As for the rendition turned in by the most acclaimed pre-rock black vocal group, The Ink Spots… as great as they once were, as important as their role in advancing the cause of black artists as stars, their sterilized overly mannered version only shows why they needed to be violently overthrown by rock ‘n’ roll and sacrificed on the alter of the musical gods if any progress was to be made. Theirs is the living embodiment of how white America systematically emasculated black male artists before rock stood up to the tyranny of Jim Crow mindsets and refused to have their true voices stifled.
As for Miller’s efforts, the record which started all of this, well let’s just say they couldn’t be further apart in terms of what they offer.
Miller’s is an impassive story with no personal investment conveyed in his stilted reading. You scarcely believe he even knew the girl who supposedly broke his heart by the sound of his flighty interpretation of the events. He sounds downright awkward and embarrassed to be voicing such revelations publicly and shies away from their deeper meaning so as to separate himself from the emotional implications the story suggests.
Milburn’s Bewildered on the other hand is a heart-wrenching confession of despair delivered at 3AM after soaking his misery with alcohol and watching the world go by through a hazy mist of tears. When they talk about heartache in life it’s more often than not a colloquialism that’s a stand in for the literal definition of the word.

Data section:

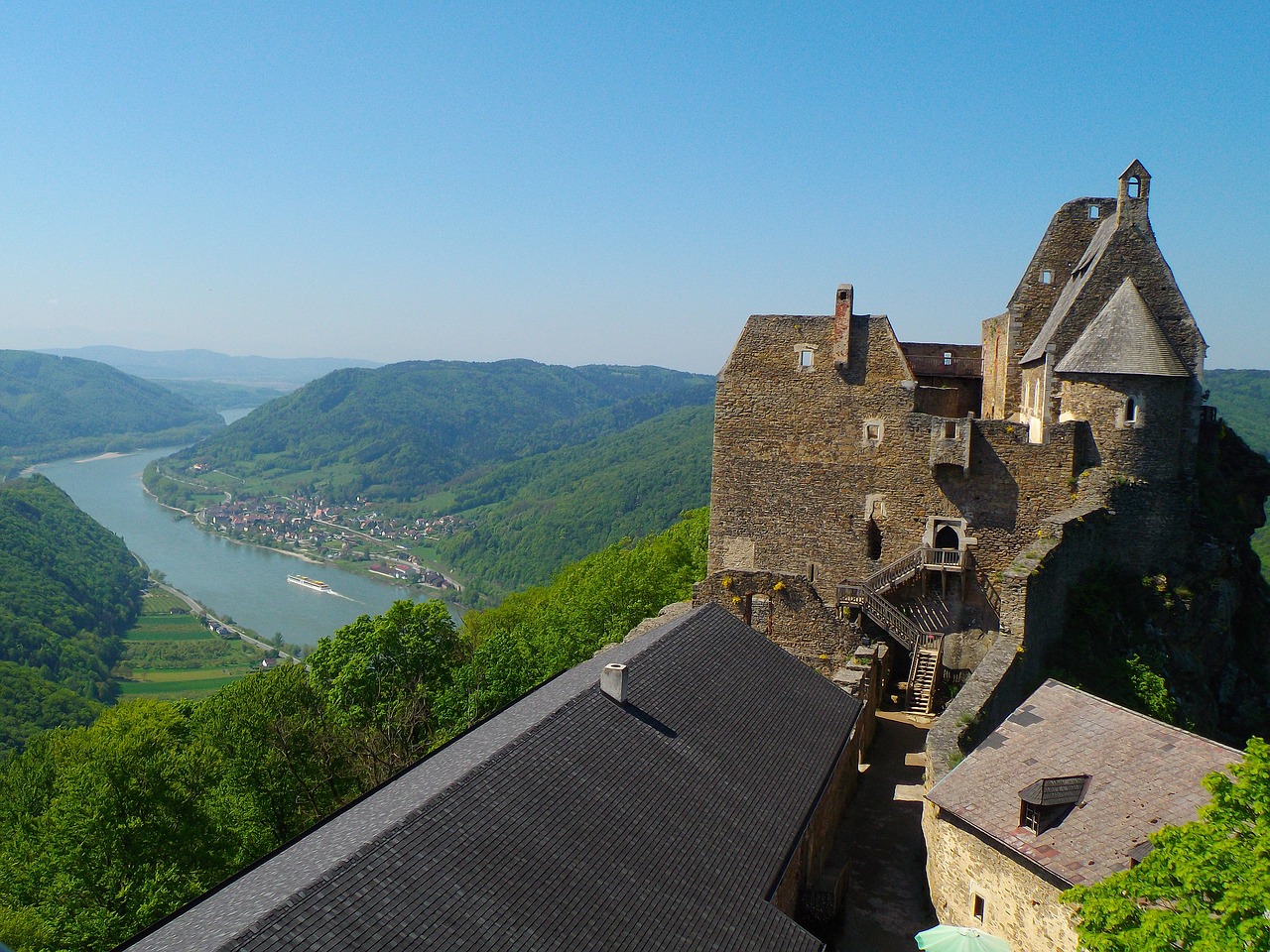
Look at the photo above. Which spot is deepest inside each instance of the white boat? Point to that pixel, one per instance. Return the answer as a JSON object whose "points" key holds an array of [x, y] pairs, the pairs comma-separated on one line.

What needs to be done: Which group does the review excerpt call the most acclaimed pre-rock black vocal group?

Full solution: The Ink Spots